Tarefa 1:
No texto sobre a visita de Paulo Mendes Campos à escola, quem era a Carolina?
Tarefa 2:
Copie palavra por palavra o trecho do texto entre "Enquanto ela explicava" e "na literatura brasileira.", incluindo esses dois pontos.
Tarefa 3:
Resuma em duas frases o texto sobre a visita de Paulo Mendes Campos à escola.

Texto:
-.-.-
Enquanto ela explicava a ideia com mais detalhes imediatamente lembrei da ocasião que o escritor Paulo Mendes Campos visitou a escola onde eu estudava na época, anos antes e ainda no Rio de Janeiro. A ponte era uma colega de classe – a Carolina – que era neta dele. Lembrei emocionado como tinha sido incrível a satisfação de conhecer “alguém de verdade“, de formularmos em classe com ajuda da professora as perguntas que gostaríamos de fazer a ele, e que mostravam a curiosidade que tínhamos de conhecer alguém que era escritor e poeta – mesmo que lá em 1990 não tivéssemos grande noção do tamanho de um Paulo Mendes Campos na literatura brasileira.
-.-.-
Dados fornecidos:
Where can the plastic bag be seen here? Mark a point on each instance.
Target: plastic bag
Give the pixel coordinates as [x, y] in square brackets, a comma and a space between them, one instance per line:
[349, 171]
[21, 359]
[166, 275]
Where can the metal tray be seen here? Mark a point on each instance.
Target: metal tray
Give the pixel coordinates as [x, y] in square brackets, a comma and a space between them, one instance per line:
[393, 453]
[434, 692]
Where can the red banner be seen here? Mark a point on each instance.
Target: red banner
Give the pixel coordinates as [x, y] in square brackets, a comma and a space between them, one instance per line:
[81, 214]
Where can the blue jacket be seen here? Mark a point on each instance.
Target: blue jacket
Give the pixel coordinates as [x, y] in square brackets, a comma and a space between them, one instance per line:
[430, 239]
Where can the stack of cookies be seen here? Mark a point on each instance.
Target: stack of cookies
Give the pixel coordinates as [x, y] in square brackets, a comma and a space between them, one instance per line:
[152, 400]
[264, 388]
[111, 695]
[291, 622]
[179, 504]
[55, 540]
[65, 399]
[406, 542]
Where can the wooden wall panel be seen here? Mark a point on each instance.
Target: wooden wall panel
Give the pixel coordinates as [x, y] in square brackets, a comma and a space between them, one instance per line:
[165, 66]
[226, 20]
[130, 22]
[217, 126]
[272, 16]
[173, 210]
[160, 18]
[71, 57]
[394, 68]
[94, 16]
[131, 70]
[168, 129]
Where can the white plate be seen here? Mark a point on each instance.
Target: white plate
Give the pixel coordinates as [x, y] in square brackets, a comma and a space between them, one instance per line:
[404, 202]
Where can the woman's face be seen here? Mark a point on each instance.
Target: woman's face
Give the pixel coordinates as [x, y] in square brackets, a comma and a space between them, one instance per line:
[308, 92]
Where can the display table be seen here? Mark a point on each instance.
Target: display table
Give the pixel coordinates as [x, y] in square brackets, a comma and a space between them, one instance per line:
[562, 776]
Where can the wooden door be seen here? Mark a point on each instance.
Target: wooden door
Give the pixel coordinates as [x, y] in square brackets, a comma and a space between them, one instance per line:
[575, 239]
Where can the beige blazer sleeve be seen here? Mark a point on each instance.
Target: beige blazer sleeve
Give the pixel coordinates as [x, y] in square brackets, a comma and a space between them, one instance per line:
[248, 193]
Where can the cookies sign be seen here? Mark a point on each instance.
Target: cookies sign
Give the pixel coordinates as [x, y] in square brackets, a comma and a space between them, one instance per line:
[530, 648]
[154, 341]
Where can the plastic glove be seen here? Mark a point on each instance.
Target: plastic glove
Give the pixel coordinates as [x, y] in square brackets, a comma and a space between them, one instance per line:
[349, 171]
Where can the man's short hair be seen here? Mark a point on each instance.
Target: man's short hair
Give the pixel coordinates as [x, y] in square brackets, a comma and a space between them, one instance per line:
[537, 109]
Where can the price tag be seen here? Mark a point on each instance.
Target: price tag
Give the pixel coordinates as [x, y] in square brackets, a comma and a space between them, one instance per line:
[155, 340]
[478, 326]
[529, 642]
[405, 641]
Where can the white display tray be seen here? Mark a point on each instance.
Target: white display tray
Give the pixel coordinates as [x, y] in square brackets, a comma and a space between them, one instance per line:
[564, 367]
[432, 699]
-.-.-
Resposta 1:
Uma colega de classe, neta de Paulo Mendes Campos.

Resposta 2:
Enquanto ela explicava a ideia com mais detalhes imediatamente lembrei da ocasião que o escritor Paulo Mendes Campos visitou a escola onde eu estudava na época, anos antes e ainda no Rio de Janeiro. A ponte era uma colega de classe – a Carolina – que era neta dele. Lembrei emocionado como tinha sido incrível a satisfação de conhecer “alguém de verdade“, de formularmos em classe com ajuda da professora as perguntas que gostaríamos de fazer a ele, e que mostravam a curiosidade que tínhamos de conhecer alguém que era escritor e poeta – mesmo que lá em 1990 não tivéssemos grande noção do tamanho de um Paulo Mendes Campos na literatura brasileira.

Resposta 3:
Ao ouvir uma ideia ser explicada, quem escreve se lembrou de quando o escritor Paulo Mendes Campos visitou a escola onde estudava, no Rio de Janeiro, tendo como ponte uma colega de classe, a Carolina, neta dele. Recordou com emoção a satisfação de conhecer "alguém de verdade" e de preparar em classe, com a professora, perguntas que mostravam a curiosidade da turma, mesmo sem terem, em 1990, grande noção do tamanho dele na literatura brasileira.